### [Text under study]
Sharpes set example for generosity with a purpose
by Joe Ashley
You can call it “giving back” or “paying forward,” but for Connie Hahn Sharpe ('69) philanthropy is about doing the right thing. As she explained it, “The college has given opportunity to so many people, why not be appreciative and help the college that has helped you?” She and her husband Gary, also an Ohio State alumnus, have been supporting the College of Nursing since the 1990s when they made contributions to help students in need.
“When we started being able to do some significant giving, we decided that we would always look to the people who were trying on their own but needed a ‘hand up’,” Connie said. Their annual scholarships, which covered half of a student’s tuition, were awarded based on need rather than academic performance. “We don’t all have to be A+, 4.0 people to make a contribution,” Connie explained, “but to get there, sometimes someone needs help.”
More recently the Sharpes have been major contributors to the promotion of innovation at the College of Nursing. They provided the funds to establish the college’s mobile Innovation Studio in 2017 and support innovation-driven research projects. Their latest gift is a significant contribution to establish a permanent space for the Innovation Studio in the college’s new addition where students, faculty and staff can develop new ideas for healthcare products, services or software, using a wide range of resources and tools to take their ideas from concept to commercial reality.

### [What the exercise asks]
Pick up the article on the Sharpes' gifts to the College of Nursing after its final sentence and write what comes next.

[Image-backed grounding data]
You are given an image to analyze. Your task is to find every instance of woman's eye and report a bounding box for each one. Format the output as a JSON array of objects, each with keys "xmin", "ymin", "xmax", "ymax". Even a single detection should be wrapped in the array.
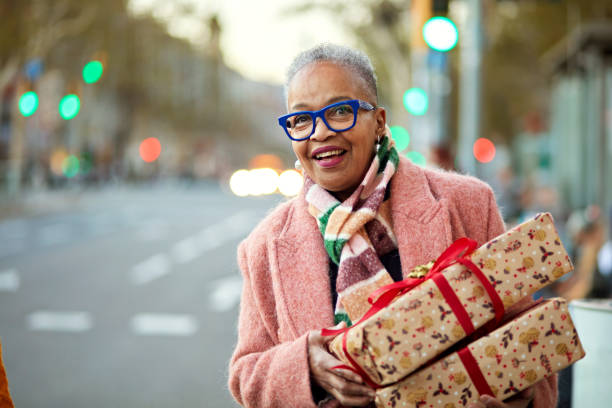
[
  {"xmin": 293, "ymin": 115, "xmax": 310, "ymax": 126},
  {"xmin": 331, "ymin": 105, "xmax": 353, "ymax": 116}
]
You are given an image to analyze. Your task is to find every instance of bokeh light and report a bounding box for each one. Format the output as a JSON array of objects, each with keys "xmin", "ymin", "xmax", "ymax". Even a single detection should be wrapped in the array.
[
  {"xmin": 390, "ymin": 126, "xmax": 410, "ymax": 152},
  {"xmin": 278, "ymin": 170, "xmax": 304, "ymax": 197},
  {"xmin": 473, "ymin": 137, "xmax": 495, "ymax": 163},
  {"xmin": 62, "ymin": 154, "xmax": 79, "ymax": 178},
  {"xmin": 83, "ymin": 61, "xmax": 104, "ymax": 84},
  {"xmin": 80, "ymin": 152, "xmax": 93, "ymax": 175},
  {"xmin": 249, "ymin": 154, "xmax": 284, "ymax": 170},
  {"xmin": 49, "ymin": 148, "xmax": 68, "ymax": 176},
  {"xmin": 19, "ymin": 91, "xmax": 38, "ymax": 117},
  {"xmin": 423, "ymin": 17, "xmax": 459, "ymax": 52},
  {"xmin": 406, "ymin": 151, "xmax": 427, "ymax": 166},
  {"xmin": 59, "ymin": 94, "xmax": 81, "ymax": 120},
  {"xmin": 139, "ymin": 137, "xmax": 161, "ymax": 163},
  {"xmin": 249, "ymin": 168, "xmax": 278, "ymax": 196},
  {"xmin": 404, "ymin": 88, "xmax": 429, "ymax": 116},
  {"xmin": 230, "ymin": 169, "xmax": 251, "ymax": 197}
]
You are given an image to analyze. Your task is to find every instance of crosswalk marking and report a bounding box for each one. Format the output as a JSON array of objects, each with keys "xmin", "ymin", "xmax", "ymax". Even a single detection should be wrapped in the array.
[
  {"xmin": 0, "ymin": 269, "xmax": 19, "ymax": 292},
  {"xmin": 209, "ymin": 276, "xmax": 242, "ymax": 312},
  {"xmin": 27, "ymin": 310, "xmax": 93, "ymax": 332},
  {"xmin": 130, "ymin": 313, "xmax": 198, "ymax": 336}
]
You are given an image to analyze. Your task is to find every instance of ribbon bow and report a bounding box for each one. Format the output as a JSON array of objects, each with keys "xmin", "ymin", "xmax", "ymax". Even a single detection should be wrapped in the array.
[{"xmin": 321, "ymin": 238, "xmax": 504, "ymax": 388}]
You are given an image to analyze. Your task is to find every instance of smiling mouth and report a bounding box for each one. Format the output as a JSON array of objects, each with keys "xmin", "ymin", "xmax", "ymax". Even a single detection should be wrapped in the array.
[{"xmin": 314, "ymin": 149, "xmax": 346, "ymax": 160}]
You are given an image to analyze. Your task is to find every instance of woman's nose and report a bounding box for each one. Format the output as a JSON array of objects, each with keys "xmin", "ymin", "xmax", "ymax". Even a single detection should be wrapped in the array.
[{"xmin": 310, "ymin": 118, "xmax": 336, "ymax": 142}]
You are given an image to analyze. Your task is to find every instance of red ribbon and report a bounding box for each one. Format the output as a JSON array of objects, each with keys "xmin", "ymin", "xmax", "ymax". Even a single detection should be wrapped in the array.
[
  {"xmin": 321, "ymin": 238, "xmax": 504, "ymax": 388},
  {"xmin": 457, "ymin": 347, "xmax": 494, "ymax": 396}
]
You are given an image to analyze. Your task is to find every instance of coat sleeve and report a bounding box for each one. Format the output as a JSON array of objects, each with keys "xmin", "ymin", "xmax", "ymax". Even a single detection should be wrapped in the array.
[
  {"xmin": 487, "ymin": 189, "xmax": 558, "ymax": 408},
  {"xmin": 229, "ymin": 243, "xmax": 315, "ymax": 408},
  {"xmin": 0, "ymin": 344, "xmax": 13, "ymax": 408}
]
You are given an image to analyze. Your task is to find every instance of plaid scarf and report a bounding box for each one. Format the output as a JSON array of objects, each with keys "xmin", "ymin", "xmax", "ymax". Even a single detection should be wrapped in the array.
[{"xmin": 304, "ymin": 131, "xmax": 399, "ymax": 326}]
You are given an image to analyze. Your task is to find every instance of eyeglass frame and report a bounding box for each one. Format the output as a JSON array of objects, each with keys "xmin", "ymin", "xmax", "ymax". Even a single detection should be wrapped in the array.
[{"xmin": 278, "ymin": 99, "xmax": 376, "ymax": 142}]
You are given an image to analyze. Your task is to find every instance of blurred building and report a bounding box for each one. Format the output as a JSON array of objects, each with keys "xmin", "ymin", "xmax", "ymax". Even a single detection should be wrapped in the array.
[
  {"xmin": 547, "ymin": 21, "xmax": 612, "ymax": 212},
  {"xmin": 0, "ymin": 0, "xmax": 291, "ymax": 192}
]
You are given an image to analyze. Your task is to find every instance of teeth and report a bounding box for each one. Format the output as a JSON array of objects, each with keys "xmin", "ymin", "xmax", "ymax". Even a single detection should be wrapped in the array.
[{"xmin": 315, "ymin": 150, "xmax": 343, "ymax": 159}]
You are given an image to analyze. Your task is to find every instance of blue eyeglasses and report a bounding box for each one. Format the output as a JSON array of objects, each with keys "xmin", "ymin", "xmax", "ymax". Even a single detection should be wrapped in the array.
[{"xmin": 278, "ymin": 99, "xmax": 376, "ymax": 141}]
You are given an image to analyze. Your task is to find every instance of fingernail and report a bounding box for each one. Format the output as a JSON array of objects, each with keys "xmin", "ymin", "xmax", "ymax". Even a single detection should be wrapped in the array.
[{"xmin": 479, "ymin": 394, "xmax": 493, "ymax": 404}]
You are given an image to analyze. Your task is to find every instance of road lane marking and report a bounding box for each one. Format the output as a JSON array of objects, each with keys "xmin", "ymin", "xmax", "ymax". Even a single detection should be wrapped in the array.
[
  {"xmin": 209, "ymin": 275, "xmax": 242, "ymax": 312},
  {"xmin": 130, "ymin": 210, "xmax": 257, "ymax": 285},
  {"xmin": 38, "ymin": 224, "xmax": 71, "ymax": 246},
  {"xmin": 130, "ymin": 313, "xmax": 198, "ymax": 336},
  {"xmin": 0, "ymin": 219, "xmax": 28, "ymax": 241},
  {"xmin": 130, "ymin": 253, "xmax": 172, "ymax": 285},
  {"xmin": 0, "ymin": 240, "xmax": 25, "ymax": 258},
  {"xmin": 0, "ymin": 268, "xmax": 19, "ymax": 292},
  {"xmin": 27, "ymin": 310, "xmax": 93, "ymax": 333}
]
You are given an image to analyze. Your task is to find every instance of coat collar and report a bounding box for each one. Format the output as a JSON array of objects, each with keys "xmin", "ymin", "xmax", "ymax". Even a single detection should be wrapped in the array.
[{"xmin": 272, "ymin": 158, "xmax": 451, "ymax": 338}]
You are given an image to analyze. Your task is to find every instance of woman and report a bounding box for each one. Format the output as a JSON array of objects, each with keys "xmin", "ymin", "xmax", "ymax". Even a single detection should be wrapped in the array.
[{"xmin": 229, "ymin": 45, "xmax": 556, "ymax": 408}]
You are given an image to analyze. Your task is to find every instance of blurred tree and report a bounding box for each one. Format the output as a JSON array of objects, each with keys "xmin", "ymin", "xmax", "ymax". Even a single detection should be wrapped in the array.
[
  {"xmin": 285, "ymin": 0, "xmax": 612, "ymax": 151},
  {"xmin": 284, "ymin": 0, "xmax": 411, "ymax": 123},
  {"xmin": 483, "ymin": 0, "xmax": 612, "ymax": 145}
]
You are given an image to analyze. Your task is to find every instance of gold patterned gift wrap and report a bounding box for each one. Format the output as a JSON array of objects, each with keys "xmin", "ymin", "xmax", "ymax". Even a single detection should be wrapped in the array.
[
  {"xmin": 329, "ymin": 213, "xmax": 573, "ymax": 386},
  {"xmin": 376, "ymin": 298, "xmax": 584, "ymax": 408}
]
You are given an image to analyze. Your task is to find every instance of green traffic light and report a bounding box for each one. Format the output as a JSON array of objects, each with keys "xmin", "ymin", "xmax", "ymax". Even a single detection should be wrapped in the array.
[
  {"xmin": 59, "ymin": 94, "xmax": 81, "ymax": 120},
  {"xmin": 62, "ymin": 154, "xmax": 80, "ymax": 178},
  {"xmin": 83, "ymin": 61, "xmax": 104, "ymax": 84},
  {"xmin": 423, "ymin": 17, "xmax": 459, "ymax": 52},
  {"xmin": 390, "ymin": 126, "xmax": 410, "ymax": 152},
  {"xmin": 404, "ymin": 88, "xmax": 429, "ymax": 116},
  {"xmin": 19, "ymin": 91, "xmax": 38, "ymax": 117}
]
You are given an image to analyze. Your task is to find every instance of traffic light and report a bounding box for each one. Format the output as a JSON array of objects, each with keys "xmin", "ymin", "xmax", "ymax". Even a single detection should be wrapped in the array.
[
  {"xmin": 83, "ymin": 61, "xmax": 104, "ymax": 84},
  {"xmin": 404, "ymin": 88, "xmax": 429, "ymax": 116},
  {"xmin": 19, "ymin": 91, "xmax": 38, "ymax": 118},
  {"xmin": 423, "ymin": 16, "xmax": 459, "ymax": 52},
  {"xmin": 390, "ymin": 126, "xmax": 410, "ymax": 152},
  {"xmin": 59, "ymin": 94, "xmax": 81, "ymax": 120}
]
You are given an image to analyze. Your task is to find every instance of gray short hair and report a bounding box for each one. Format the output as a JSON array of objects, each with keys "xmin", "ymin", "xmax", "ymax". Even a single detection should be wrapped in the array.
[{"xmin": 285, "ymin": 43, "xmax": 378, "ymax": 102}]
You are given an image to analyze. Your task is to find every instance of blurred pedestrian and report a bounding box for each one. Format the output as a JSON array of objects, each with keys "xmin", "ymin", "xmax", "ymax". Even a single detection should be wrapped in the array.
[
  {"xmin": 229, "ymin": 45, "xmax": 557, "ymax": 408},
  {"xmin": 554, "ymin": 206, "xmax": 611, "ymax": 300}
]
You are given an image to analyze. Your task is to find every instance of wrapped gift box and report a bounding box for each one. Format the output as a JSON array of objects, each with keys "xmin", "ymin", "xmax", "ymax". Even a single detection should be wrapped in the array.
[
  {"xmin": 329, "ymin": 213, "xmax": 572, "ymax": 385},
  {"xmin": 376, "ymin": 298, "xmax": 584, "ymax": 408}
]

### [Your response]
The focus on innovation is a natural for the Sharpes. They are the founders of Health Care Logistics (HCL), a highly successful company specializing in manufacturing, packaging and distributing unique and hard-to-find products for the healthcare industry. From its launch in 1978, when it primarily served pharmacies, HCL has grown into an international organization that touches nearly every aspect of healthcare. “As an entrepreneur, Gary has always had an interest in innovation,” Connie said, and she sees strong ties between innovation and nursing, too. “Nurses have always had to be innovative, finding ways to adapt things … to make them work for the individual patient,” she said, adding that the Innovation Studio makes it “apparent that nursing is still that way.”
Connie's nursing experience includes work at what was then University Hospital for several years after graduation and service later at Berger Hospital in Circleville. Although she and Gary met in their freshman year at Ohio State, she said they “didn’t really connect until after graduation.” She attributes part of their commitment to philanthropy to their religious faith. “We were brought up in the church and know how important tithing is, so we have tried to hold to that value.” The couple’s generosity isn’t limited to Ohio State: They also support a youth and family treatment center in Richmond, Indiana, and Connie generously gives her time to service activities in Naples, Florida, where the Sharpes now reside.